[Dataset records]
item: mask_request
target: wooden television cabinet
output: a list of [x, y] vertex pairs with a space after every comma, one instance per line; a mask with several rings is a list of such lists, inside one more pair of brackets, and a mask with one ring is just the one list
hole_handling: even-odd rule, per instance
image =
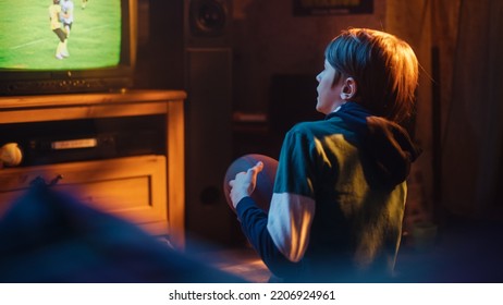
[[[184, 100], [180, 90], [125, 90], [46, 96], [0, 97], [0, 129], [79, 120], [163, 118], [163, 151], [86, 160], [23, 164], [0, 169], [0, 215], [37, 176], [82, 202], [125, 218], [154, 235], [185, 245]], [[154, 117], [152, 117], [154, 118]], [[14, 130], [14, 132], [12, 132]], [[0, 135], [0, 145], [5, 135]], [[14, 141], [15, 142], [15, 141]], [[75, 143], [74, 143], [75, 144]], [[78, 145], [78, 142], [77, 142]], [[72, 148], [78, 150], [77, 148]], [[119, 154], [120, 155], [120, 154]]]

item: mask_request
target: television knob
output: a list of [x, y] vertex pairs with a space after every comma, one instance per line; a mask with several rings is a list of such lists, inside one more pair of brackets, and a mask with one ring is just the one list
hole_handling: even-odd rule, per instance
[[[16, 167], [23, 161], [23, 152], [17, 143], [7, 143], [0, 147], [0, 163]], [[1, 168], [0, 164], [0, 168]]]

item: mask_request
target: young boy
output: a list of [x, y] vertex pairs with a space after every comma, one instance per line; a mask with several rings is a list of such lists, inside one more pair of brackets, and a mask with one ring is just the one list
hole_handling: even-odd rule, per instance
[[52, 0], [52, 4], [49, 5], [49, 21], [51, 25], [52, 32], [58, 36], [59, 42], [58, 47], [56, 48], [56, 58], [63, 59], [69, 57], [68, 50], [68, 37], [66, 33], [64, 33], [61, 23], [60, 23], [60, 14], [61, 14], [61, 5], [60, 0]]
[[269, 211], [250, 198], [257, 163], [230, 182], [243, 231], [282, 281], [392, 281], [406, 178], [419, 151], [412, 113], [418, 62], [393, 35], [344, 30], [326, 49], [316, 109], [285, 136]]

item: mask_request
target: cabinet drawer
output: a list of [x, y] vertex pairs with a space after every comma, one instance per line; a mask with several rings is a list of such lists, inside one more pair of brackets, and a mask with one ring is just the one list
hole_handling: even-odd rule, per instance
[[152, 234], [168, 234], [164, 156], [138, 156], [0, 170], [0, 213], [37, 176], [58, 175], [57, 190], [81, 202], [139, 224]]

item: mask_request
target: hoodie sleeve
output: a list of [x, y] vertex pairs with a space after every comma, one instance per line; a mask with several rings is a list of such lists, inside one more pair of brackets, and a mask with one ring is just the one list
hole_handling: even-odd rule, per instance
[[287, 260], [274, 245], [267, 230], [268, 215], [260, 209], [252, 197], [244, 197], [236, 206], [241, 227], [269, 270], [277, 277], [292, 277], [300, 264]]

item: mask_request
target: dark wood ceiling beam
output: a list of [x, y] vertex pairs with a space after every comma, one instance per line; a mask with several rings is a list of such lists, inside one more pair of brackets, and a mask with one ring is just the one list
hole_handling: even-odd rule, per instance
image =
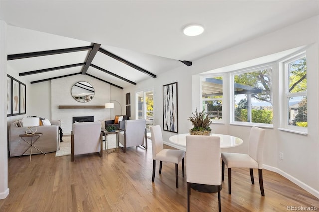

§ Aim: Retype the listing exactly, from its first line through the line containing "155], [120, 154]]]", both lines included, and omit the pictures.

§ Complete answer:
item: mask_request
target: wooden television cabinet
output: a list of [x, y] vertex pairs with a space after every comma, one instance per line; a mask with several rings is a list of such lists, inside one more pair of brackets, and a mask with one ring is just the one list
hole_handling: even-odd rule, per instance
image =
[[[184, 100], [180, 90], [125, 90], [46, 96], [0, 97], [0, 129], [79, 120], [163, 118], [163, 151], [86, 160], [23, 164], [0, 169], [0, 215], [37, 176], [82, 202], [125, 218], [154, 235], [185, 245]], [[154, 117], [152, 117], [154, 118]], [[14, 130], [14, 132], [12, 132]], [[0, 135], [0, 145], [5, 135]], [[14, 141], [15, 142], [15, 141]], [[75, 143], [74, 143], [75, 144]], [[78, 145], [78, 142], [77, 142]], [[72, 148], [78, 150], [77, 148]], [[119, 154], [120, 155], [120, 154]]]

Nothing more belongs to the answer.